* START *

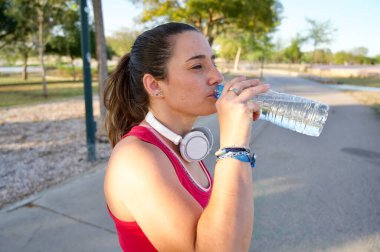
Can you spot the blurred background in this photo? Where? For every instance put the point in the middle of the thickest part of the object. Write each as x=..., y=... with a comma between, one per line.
x=44, y=129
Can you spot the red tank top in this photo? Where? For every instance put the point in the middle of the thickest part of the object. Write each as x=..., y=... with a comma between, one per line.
x=131, y=236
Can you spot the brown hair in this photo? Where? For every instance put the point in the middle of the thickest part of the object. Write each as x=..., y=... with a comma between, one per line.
x=125, y=96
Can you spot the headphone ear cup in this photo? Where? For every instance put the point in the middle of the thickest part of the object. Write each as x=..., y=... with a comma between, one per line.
x=207, y=132
x=195, y=146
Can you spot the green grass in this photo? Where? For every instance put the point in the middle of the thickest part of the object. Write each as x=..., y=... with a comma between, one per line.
x=369, y=82
x=22, y=94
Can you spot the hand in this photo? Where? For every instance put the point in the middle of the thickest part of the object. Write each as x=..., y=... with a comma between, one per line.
x=236, y=110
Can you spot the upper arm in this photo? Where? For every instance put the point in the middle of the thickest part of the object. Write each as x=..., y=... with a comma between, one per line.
x=142, y=178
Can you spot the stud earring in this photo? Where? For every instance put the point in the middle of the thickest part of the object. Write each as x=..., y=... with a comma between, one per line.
x=158, y=93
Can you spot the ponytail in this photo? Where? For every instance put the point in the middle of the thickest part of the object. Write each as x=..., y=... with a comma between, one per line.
x=125, y=96
x=126, y=102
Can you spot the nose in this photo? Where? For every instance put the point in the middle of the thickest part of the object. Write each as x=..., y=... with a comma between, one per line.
x=215, y=76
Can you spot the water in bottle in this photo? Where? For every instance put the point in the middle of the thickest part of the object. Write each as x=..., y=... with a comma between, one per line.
x=289, y=111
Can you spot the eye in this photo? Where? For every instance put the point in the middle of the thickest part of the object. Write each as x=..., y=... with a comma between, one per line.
x=197, y=67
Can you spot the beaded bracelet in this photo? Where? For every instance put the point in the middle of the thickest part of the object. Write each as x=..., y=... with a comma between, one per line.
x=225, y=150
x=243, y=156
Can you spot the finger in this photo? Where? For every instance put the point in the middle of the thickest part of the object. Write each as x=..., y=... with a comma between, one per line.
x=248, y=93
x=238, y=87
x=256, y=115
x=254, y=109
x=233, y=82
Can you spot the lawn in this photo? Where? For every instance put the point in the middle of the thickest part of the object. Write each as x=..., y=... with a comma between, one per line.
x=26, y=93
x=369, y=82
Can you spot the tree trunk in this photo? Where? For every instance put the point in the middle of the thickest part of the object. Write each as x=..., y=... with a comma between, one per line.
x=41, y=47
x=237, y=59
x=73, y=71
x=101, y=52
x=261, y=67
x=25, y=67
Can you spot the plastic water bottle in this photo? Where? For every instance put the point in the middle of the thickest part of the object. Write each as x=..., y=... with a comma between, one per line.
x=289, y=111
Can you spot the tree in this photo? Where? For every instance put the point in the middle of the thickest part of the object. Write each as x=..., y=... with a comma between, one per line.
x=8, y=22
x=212, y=17
x=121, y=41
x=293, y=52
x=49, y=13
x=101, y=53
x=320, y=33
x=19, y=35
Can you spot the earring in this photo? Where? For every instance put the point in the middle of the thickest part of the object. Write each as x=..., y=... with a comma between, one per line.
x=158, y=93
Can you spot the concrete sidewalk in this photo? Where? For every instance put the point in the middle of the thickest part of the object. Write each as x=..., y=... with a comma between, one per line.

* END *

## [Instructions to follow]
Copy the material above exactly and drop the pictures.

## [Answer]
Can you spot the blurred background in this photo? Where? For every instance put the point in the middle of the thickest part of the object. Write each as x=..., y=... with a comma between, one per line.
x=44, y=129
Can you spot the red tank top in this photo? Where? For every instance put the point in the middle of the thickest part of the object. Write each as x=..., y=... with a comma between, one per line.
x=131, y=236
Can you spot the brown hair in this photo? Where? For every instance put the point in the middle of the thickest part of the object. Write each as x=..., y=... with a comma between, one per line.
x=125, y=96
Can you spot the headphone ear cup in this photo? Where? For every instance put the point in the middle of the thickest part of the object. Write each as x=..., y=... with a comma between, one per line.
x=207, y=132
x=195, y=146
Can you spot the green grass in this photo? Where? For every instance put the point in the middle of the thickest part of the object. Write each as x=..., y=... with a comma between, one per line.
x=369, y=82
x=22, y=94
Can you spot the hand in this photo? Where? For every instance put the point in the middle of the thickest part of the object. Write each as x=..., y=... with a comma between, one per line.
x=236, y=110
Can you spot the upper arm in this photo? Where? For every instance put the point in the middle of the thickest part of the object. Write each as x=..., y=... with a comma between, one per line.
x=142, y=178
Can you spot the stud earring in this photo? Where? For every instance put the point in the middle of the thickest part of the object. Write each as x=..., y=... with a comma between, one per line.
x=158, y=93
Can you spot the ponytail in this photo? Where? For every instance put the point in the middle of the thickest part of the object. Write each as x=..., y=... with a comma between, one per line.
x=125, y=96
x=126, y=102
Can you spot the nose in this photo? Where? For every instance put the point in the middle of the thickest part of the object. Write each as x=..., y=... with a comma between, one per line.
x=215, y=76
Can you spot the water in bottle in this photo? Where? For every instance put the point in the middle of the thickest part of the object. Write each as x=..., y=... with a comma between, one per line.
x=289, y=111
Can you spot the eye in this photo? Where? For every instance put the point in the middle of the thickest part of the object. Write each as x=..., y=... with a comma between, one per line.
x=197, y=67
Can you spot the beaded bracelet in this photo? Where? For every instance put the point in the middle of the thickest part of the object. Write each as x=..., y=... with a comma between, one per line.
x=225, y=150
x=243, y=156
Can you spot the finger in this photo? Where? For every instance put the point in the middle of the thickest part of the object. Write each as x=..., y=... with a comma between, one per line.
x=248, y=93
x=238, y=87
x=256, y=115
x=254, y=109
x=233, y=82
Can you spot the lawn in this photo? Where? For every instance put the point in the middle of the thickest part of the object. Write each as x=..., y=... with a comma between, one per line.
x=26, y=93
x=369, y=82
Can you spot the tree trunk in this photo? Where? For every instance put the point in the middle of the thickest part of the object. Write each as x=..., y=... with a comma between, one per line.
x=41, y=47
x=237, y=59
x=73, y=71
x=101, y=52
x=261, y=67
x=25, y=67
Can you spot the plastic water bottle in this photo? Where? For every instance put the point in the middle of the thickest part of the object. Write each as x=..., y=... with a comma between, one per line.
x=289, y=111
Can you spot the tree in this photo? Where? For every instance put the point in the middle of the thickest part of the object. Write each as x=..., y=... with a comma between, one per line.
x=8, y=22
x=212, y=17
x=121, y=41
x=293, y=52
x=49, y=13
x=101, y=53
x=320, y=33
x=19, y=35
Can you spot the earring in this photo? Where? For every instance put the point in the middle of the thickest part of the object. Write each as x=..., y=... with a comma between, one per line.
x=158, y=93
Can you spot the concrete sidewalk in this photo? Where? For every instance put the point in the middle of the thickest part of the object. Write each as x=..., y=... with a comma between, one per line.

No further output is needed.